The task — The lines to copy from the data below are those that hold the string "pole".

##############################

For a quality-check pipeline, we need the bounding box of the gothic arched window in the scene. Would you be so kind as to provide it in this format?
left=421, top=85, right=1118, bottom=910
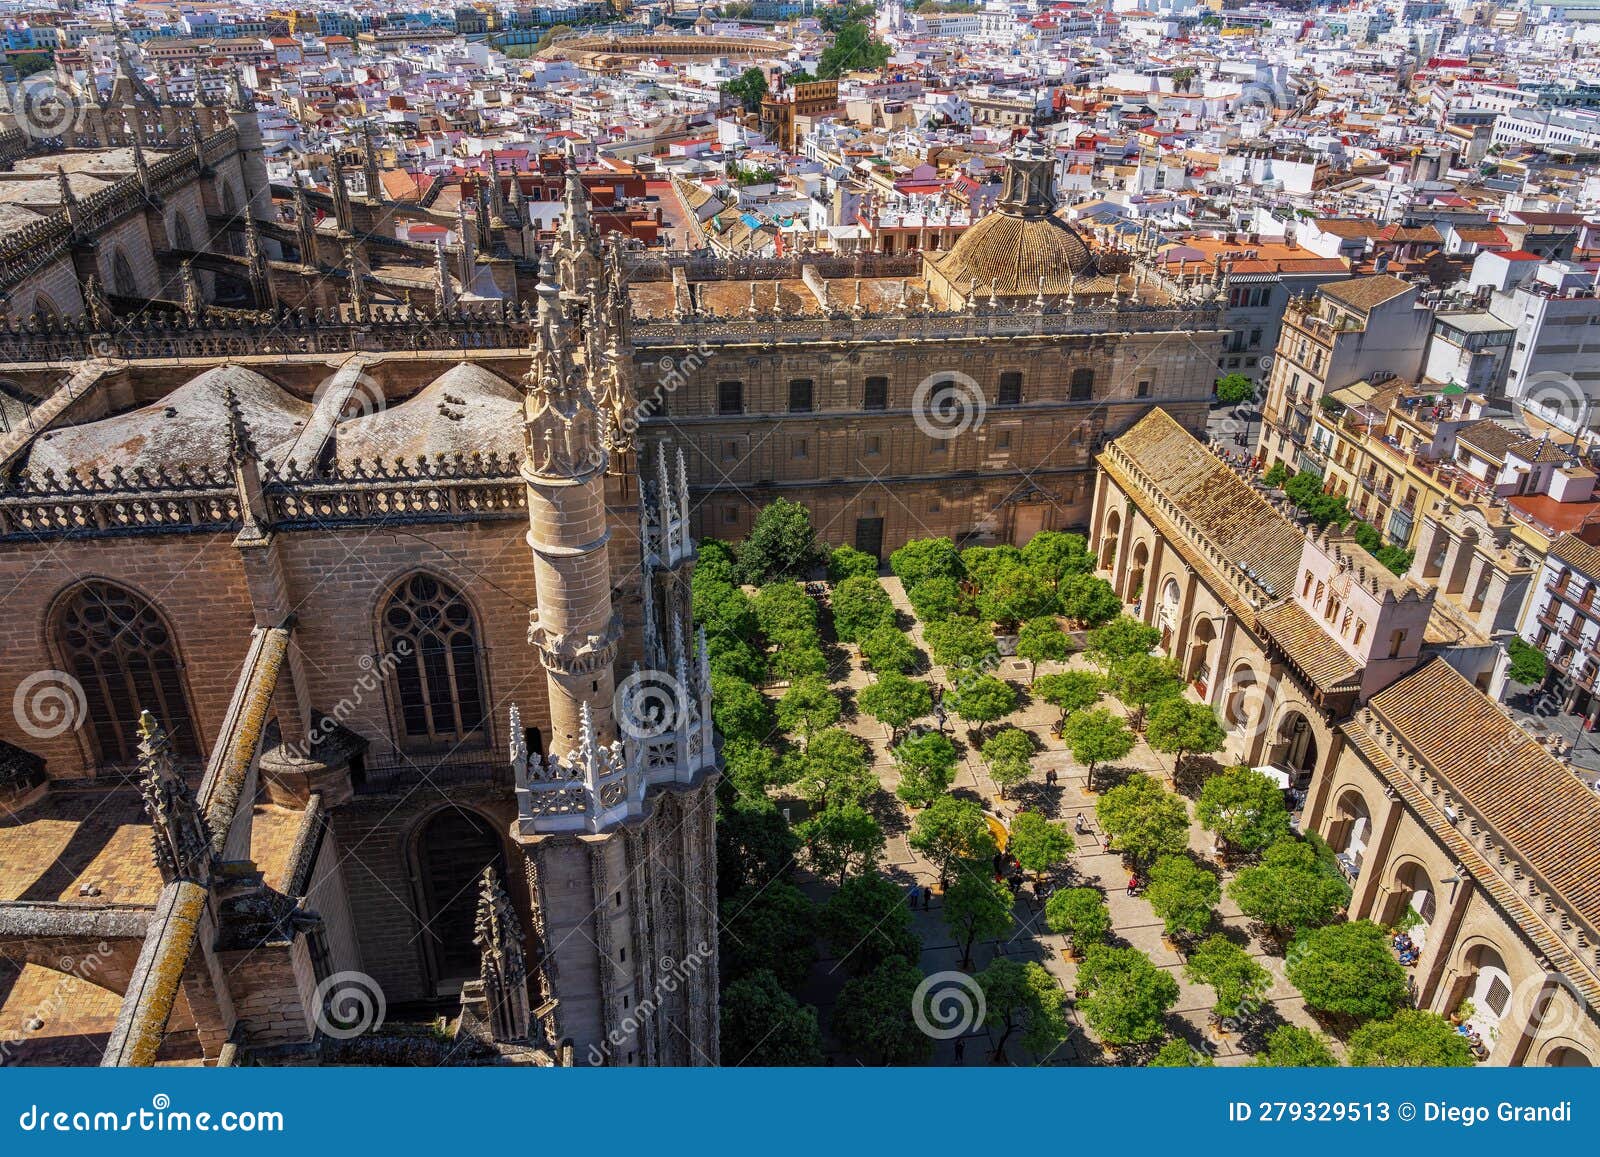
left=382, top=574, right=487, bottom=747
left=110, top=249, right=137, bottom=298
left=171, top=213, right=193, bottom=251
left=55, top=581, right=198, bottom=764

##############################

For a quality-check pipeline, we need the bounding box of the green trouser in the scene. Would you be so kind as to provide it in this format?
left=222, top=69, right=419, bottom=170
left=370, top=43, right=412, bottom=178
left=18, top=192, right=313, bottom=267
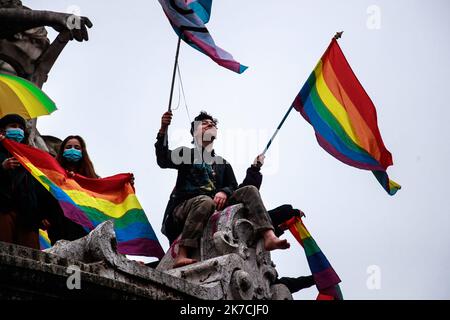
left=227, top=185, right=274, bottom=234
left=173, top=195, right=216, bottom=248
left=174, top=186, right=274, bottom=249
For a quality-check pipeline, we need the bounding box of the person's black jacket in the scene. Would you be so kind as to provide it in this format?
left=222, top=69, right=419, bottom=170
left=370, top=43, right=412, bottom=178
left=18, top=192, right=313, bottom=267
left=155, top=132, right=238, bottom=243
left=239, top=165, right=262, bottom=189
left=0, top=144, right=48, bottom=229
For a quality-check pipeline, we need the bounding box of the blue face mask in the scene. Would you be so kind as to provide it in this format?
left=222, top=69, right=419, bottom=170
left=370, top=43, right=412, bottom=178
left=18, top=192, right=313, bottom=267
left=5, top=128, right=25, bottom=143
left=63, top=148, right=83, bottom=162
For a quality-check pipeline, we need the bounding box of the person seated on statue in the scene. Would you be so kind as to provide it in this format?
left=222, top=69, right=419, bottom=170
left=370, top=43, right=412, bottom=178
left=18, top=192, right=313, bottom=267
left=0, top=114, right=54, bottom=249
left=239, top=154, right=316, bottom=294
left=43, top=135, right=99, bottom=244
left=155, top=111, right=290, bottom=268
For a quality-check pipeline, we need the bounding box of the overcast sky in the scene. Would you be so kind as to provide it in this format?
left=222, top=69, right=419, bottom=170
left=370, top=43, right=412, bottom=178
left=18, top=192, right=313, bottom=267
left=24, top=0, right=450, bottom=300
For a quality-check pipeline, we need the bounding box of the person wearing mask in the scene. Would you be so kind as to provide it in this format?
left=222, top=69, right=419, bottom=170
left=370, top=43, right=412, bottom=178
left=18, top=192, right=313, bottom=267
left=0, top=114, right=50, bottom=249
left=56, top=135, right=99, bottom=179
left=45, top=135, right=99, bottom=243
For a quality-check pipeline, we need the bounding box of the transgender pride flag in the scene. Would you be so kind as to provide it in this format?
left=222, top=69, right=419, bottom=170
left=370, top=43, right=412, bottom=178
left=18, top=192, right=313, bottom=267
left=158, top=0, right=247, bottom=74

##############################

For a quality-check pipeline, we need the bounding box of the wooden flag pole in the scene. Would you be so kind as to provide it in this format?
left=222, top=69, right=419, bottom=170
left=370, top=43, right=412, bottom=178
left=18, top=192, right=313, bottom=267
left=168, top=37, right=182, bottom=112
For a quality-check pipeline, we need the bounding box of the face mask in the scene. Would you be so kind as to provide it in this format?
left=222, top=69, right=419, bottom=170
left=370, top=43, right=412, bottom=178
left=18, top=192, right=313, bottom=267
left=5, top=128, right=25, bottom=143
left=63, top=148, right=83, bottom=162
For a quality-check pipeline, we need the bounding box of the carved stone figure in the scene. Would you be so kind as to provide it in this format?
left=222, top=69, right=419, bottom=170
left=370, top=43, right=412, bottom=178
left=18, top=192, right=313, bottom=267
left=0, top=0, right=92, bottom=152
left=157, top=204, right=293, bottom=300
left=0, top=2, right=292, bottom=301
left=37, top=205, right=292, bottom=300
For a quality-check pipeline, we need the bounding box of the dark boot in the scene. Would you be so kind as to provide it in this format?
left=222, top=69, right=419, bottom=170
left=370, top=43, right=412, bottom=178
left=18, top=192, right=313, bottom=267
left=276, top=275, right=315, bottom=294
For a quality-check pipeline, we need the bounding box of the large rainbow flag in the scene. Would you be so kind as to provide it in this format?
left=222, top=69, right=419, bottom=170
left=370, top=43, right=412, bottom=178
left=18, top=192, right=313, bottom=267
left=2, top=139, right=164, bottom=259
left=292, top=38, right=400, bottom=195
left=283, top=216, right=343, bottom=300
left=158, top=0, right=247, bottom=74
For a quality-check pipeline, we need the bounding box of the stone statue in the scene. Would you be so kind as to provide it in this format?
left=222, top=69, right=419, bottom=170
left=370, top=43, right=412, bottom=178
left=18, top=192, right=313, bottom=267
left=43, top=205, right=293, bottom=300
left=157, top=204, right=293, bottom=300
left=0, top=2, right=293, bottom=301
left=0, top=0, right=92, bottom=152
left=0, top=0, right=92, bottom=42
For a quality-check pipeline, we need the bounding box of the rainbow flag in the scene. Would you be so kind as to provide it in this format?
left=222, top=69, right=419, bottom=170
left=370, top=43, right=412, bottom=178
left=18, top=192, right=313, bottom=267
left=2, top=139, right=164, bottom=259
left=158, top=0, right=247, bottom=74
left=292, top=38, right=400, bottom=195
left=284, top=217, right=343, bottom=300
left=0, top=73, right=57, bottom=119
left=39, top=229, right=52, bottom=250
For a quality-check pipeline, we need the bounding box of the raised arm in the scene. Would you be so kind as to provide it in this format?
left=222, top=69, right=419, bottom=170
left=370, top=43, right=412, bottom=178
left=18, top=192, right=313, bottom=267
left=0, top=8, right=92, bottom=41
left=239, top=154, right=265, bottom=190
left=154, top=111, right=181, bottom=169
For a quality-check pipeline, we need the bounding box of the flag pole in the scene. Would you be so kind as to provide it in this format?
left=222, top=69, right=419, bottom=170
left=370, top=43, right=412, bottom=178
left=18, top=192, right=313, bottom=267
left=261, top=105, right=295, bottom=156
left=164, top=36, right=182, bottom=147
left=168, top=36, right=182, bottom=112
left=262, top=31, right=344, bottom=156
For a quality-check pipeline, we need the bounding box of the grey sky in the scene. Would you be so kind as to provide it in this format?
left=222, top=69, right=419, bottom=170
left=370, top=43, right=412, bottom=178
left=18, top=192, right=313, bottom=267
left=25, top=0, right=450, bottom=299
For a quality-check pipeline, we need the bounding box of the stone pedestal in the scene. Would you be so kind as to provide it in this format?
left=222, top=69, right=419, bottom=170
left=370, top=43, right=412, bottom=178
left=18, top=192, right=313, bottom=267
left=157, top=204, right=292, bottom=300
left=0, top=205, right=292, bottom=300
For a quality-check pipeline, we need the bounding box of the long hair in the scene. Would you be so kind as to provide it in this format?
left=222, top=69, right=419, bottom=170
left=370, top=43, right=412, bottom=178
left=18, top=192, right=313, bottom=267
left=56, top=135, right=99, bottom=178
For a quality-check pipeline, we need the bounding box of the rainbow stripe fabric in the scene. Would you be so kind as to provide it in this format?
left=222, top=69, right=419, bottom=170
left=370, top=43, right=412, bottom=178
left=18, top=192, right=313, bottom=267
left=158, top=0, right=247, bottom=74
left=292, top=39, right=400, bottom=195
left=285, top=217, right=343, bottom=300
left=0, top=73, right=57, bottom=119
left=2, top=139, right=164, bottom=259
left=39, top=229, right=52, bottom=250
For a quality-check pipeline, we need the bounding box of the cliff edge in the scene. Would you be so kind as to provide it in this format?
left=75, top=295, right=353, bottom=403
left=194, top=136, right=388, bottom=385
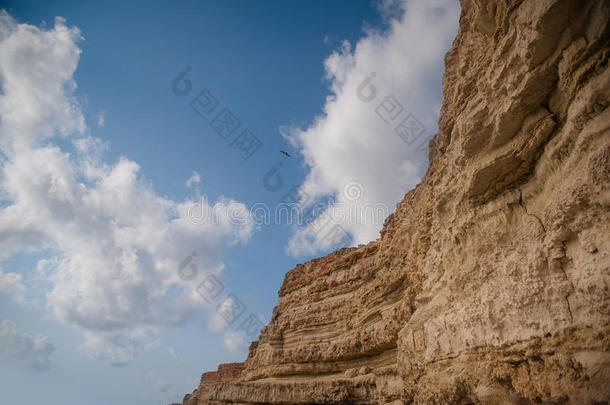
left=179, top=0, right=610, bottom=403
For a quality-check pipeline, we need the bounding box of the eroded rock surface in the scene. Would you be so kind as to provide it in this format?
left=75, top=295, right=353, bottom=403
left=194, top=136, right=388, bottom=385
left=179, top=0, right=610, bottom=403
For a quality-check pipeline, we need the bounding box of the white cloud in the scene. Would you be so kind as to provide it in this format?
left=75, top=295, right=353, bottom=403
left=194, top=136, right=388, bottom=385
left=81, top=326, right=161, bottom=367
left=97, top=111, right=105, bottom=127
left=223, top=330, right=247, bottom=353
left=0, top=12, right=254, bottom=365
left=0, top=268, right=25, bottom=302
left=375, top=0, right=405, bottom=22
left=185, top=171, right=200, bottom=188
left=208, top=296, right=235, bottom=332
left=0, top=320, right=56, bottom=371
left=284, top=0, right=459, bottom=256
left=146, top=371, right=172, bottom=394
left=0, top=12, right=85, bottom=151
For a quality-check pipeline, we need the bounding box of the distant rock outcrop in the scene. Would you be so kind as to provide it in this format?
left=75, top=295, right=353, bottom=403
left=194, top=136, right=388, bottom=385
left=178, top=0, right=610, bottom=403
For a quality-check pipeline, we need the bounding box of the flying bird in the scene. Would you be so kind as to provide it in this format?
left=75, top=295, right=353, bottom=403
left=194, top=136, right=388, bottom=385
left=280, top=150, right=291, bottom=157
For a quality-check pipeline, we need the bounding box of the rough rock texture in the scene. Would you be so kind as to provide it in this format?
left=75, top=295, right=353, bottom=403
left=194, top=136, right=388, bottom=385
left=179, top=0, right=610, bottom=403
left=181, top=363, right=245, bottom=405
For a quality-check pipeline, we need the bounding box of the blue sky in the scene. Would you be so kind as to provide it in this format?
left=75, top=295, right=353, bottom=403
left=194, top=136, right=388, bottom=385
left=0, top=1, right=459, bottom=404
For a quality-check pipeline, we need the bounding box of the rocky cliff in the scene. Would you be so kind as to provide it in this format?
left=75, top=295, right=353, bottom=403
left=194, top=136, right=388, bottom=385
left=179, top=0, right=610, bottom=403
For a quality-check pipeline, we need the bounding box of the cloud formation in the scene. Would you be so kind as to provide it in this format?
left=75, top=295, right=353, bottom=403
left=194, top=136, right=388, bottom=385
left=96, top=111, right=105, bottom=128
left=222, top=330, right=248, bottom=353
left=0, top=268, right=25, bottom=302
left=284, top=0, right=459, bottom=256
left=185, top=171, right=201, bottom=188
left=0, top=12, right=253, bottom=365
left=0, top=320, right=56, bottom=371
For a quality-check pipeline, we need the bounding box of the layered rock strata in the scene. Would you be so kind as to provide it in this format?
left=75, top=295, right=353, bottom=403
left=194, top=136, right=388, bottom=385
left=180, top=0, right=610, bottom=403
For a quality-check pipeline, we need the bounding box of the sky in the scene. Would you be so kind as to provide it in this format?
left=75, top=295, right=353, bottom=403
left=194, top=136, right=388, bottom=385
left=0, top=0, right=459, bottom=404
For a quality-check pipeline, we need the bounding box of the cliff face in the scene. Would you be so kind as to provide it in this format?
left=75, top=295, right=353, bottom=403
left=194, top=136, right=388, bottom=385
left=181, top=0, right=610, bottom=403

##############################

Response box —
For a quality-check pipeline, we need the bounding box of the wooden flag pole in the scene. Would you be so kind as to provide it in this format?
For a quality-check pipeline, we need the bounding box of the flag pole in the scene. Would you be so kind as to provide it in this format?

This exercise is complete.